§ **Supplied text**
Our design for the computer of the year 2000 was not a computer at all. It was the first of the many Telematons that we envisioned would be built. We called our first Telematon the Apple PIE (Personal Information Environment). Although the PIE was not a computer, it had great computational power. It used its computational power to manage an information environment appropriate for its users. It took all of the information sources—radio, TV, CDs, the Web, books, telephones, newspapers, other PIEs—and managed the information. It drew no line between entertainment and education. It focused on integrating and managing information. Although our design won second prize, Apple never built anything like it. Instead it built Performas, PowerMacs, and iMacs, which have garnered perhaps 5 percent of the PC market. While Apple battles for a tiny share of a mature commodity market, other companies are introducing Telematon precursors.
Why are Telematons now being developed? A long, long time ago, memory, CPU cycles, hardware, and software were expensive. Because of that, general-purpose devices such as conventional personal computers were built. But that was a long time ago. Every day, intelligent devices become cheaper to build, and general-purpose devices make less sense. Telematons are special-purpose devices that are now possible. They often have specialized input and output devices and might not even be recognizable as computers.
An example of a Telematon precursor is a FATS, Inc., system that is used to train law-enforcement agents, hunters, military units, and fire-fighters. In its fire-fighting mode, the FATS (see www.fats.com) system presents to its user a large screen that covers an entire wall. On the screen is projected one of many fire-fighting scenarios. Faced with one of these simulations, a fire-fighter grabs a hose, ax, or whatever tools and equipment are appropriate and goes to work on solving the problem.
The hose, which has the correct weight and feel of a real hose because it is a real hose, is actually an input device, reporting back to the system its location, aiming point, and so forth. The screen, rather than being static, responds to the fire-fighter's actions. Voice-detection and voice-recognition systems also respond to his or her commands.
The fire-fighter is placed in a realistic, interactive, real-time environment in which to hone fire-fighting skills. No computer ever appears to be in sight. No keyboard, screen, or mouse is ever part of what the fire-fighter sees. The heavy hose, not a mouse, is the pointing device. The firefighter's shouted commands and movements, not a keyboard, form the input device.
Likewise, in the future we'll probably use dozens of computers that a visitor from today probably wouldn't be able to recognize as such. For example, here are a few of the numerous other Telematons imagined by the Apple PIE group.
Twenty-five years ago it seemed crazy to imagine anyone wearing a radio or cassette player. Today it is hard to imagine a jogger not wearing one of these or a CD player. Tomorrow it will be hard to imagine people, whatever they are doing, not wearing at least one Togamaton.
A Togamaton is a Telematon that is with you all the time. You might wear it as a watch or jewelry or carry it with you in your wallet, purse, or pocket. Togamatons might also be part of your clothes. For input, you might talk to them, scribble on them, or keyboard on them. Output devices would be their own displays—voice and video output—or they might use your eyeglasses as a display device. Some airline maintenance crews already use wearable computers that display output on a lens of a pair of special eyeglasses.

§ **Supplied records**
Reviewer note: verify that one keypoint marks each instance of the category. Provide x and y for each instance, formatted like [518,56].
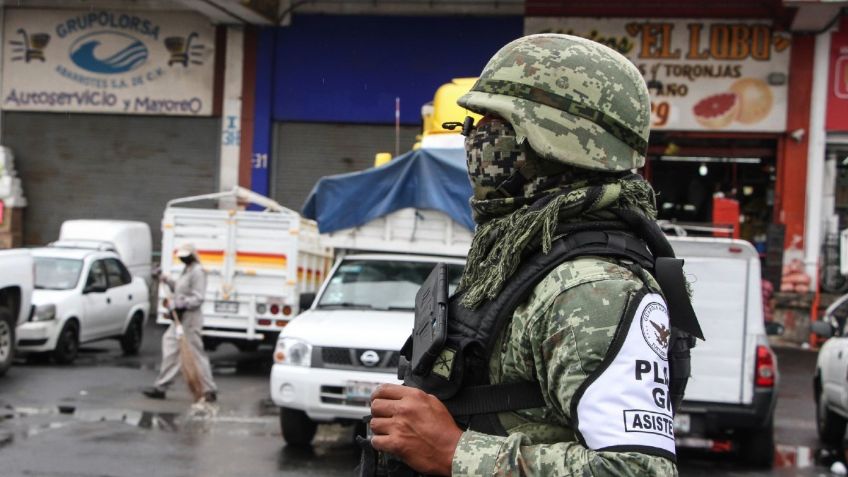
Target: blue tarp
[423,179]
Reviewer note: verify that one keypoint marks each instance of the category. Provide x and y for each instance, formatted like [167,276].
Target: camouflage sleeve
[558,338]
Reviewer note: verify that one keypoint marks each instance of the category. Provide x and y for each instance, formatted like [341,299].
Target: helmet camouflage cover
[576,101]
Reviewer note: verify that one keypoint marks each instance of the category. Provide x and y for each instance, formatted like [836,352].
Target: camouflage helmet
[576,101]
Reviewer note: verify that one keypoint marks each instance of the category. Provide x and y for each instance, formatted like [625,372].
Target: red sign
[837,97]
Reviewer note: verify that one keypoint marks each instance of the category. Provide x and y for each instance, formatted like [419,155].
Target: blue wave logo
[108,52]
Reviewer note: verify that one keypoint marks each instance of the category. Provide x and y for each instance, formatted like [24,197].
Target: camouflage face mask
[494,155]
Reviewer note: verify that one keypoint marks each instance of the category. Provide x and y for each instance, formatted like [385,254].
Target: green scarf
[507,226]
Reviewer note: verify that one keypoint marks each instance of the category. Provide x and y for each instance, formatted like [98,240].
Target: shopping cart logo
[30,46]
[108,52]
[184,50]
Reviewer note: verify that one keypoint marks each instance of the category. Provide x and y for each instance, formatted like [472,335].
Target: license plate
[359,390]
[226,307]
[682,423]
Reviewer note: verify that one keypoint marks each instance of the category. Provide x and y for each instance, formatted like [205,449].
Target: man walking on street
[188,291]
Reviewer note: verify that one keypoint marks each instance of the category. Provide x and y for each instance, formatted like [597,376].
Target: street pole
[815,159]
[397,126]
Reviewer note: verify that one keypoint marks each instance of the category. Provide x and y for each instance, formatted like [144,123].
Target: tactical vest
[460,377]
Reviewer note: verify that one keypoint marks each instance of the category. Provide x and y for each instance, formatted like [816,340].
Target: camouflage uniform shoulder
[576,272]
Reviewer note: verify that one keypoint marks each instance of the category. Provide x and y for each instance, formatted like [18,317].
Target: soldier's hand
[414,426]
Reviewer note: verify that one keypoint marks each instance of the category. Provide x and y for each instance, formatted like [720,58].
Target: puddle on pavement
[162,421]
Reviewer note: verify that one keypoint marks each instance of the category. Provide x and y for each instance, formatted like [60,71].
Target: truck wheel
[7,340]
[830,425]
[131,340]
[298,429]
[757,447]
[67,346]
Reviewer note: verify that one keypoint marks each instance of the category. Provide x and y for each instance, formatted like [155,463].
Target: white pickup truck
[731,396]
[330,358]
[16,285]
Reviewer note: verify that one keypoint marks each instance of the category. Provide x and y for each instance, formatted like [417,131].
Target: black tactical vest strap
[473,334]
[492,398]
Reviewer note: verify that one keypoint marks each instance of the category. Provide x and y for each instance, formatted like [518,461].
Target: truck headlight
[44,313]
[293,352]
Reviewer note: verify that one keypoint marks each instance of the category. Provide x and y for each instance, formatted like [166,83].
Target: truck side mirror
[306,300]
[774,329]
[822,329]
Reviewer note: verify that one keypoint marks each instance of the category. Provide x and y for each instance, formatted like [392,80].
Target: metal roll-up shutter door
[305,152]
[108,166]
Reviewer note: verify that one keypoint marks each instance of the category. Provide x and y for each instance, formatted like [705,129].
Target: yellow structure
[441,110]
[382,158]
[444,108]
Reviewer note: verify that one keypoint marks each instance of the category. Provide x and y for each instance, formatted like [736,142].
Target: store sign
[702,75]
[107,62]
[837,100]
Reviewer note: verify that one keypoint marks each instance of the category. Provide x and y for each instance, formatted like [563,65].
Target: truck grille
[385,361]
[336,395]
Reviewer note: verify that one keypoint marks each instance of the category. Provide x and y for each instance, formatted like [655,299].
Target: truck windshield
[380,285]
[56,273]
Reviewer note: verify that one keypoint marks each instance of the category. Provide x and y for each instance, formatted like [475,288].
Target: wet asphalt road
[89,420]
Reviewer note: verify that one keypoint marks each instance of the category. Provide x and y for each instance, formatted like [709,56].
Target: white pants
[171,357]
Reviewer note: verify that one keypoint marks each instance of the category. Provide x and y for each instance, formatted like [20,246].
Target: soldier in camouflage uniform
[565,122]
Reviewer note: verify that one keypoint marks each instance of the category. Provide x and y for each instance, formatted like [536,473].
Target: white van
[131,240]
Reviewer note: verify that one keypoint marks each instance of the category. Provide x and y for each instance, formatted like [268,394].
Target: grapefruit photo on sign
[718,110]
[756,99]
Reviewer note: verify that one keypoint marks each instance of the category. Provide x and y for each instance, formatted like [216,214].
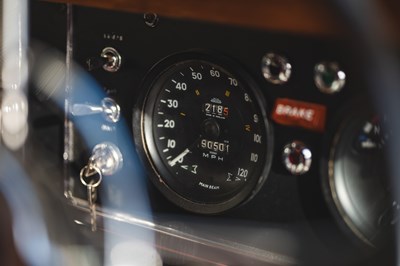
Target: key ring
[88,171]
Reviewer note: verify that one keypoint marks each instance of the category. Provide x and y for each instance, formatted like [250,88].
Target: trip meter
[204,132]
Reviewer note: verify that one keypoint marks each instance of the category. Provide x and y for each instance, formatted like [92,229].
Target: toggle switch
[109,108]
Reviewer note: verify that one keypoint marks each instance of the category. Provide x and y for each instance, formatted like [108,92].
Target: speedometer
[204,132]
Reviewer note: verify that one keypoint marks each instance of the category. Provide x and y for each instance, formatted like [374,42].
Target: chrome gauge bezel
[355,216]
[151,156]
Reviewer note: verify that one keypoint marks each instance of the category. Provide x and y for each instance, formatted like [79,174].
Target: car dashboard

§ **To be done**
1. Using the text on Telematons, answer the following:
(a) What did the group name its first Telematon?
(b) In the FATS fire-fighting system, what serves as the pointing device in place of a mouse?
(c) What do some airline maintenance crews already use?
2. Can you locate each line in the entries that contains the word "camouflage" and copy those lines out?

§ **Expected results**
1.
(a) The Apple PIE (Personal Information Environment).
(b) The heavy hose, which is a real hose.
(c) Wearable computers that display output on a lens of a pair of special eyeglasses.

2.
Target: camouflage sleeve
Target: helmet camouflage cover
Target: camouflage helmet
Target: camouflage face mask
Target: camouflage uniform shoulder
Target: soldier in camouflage uniform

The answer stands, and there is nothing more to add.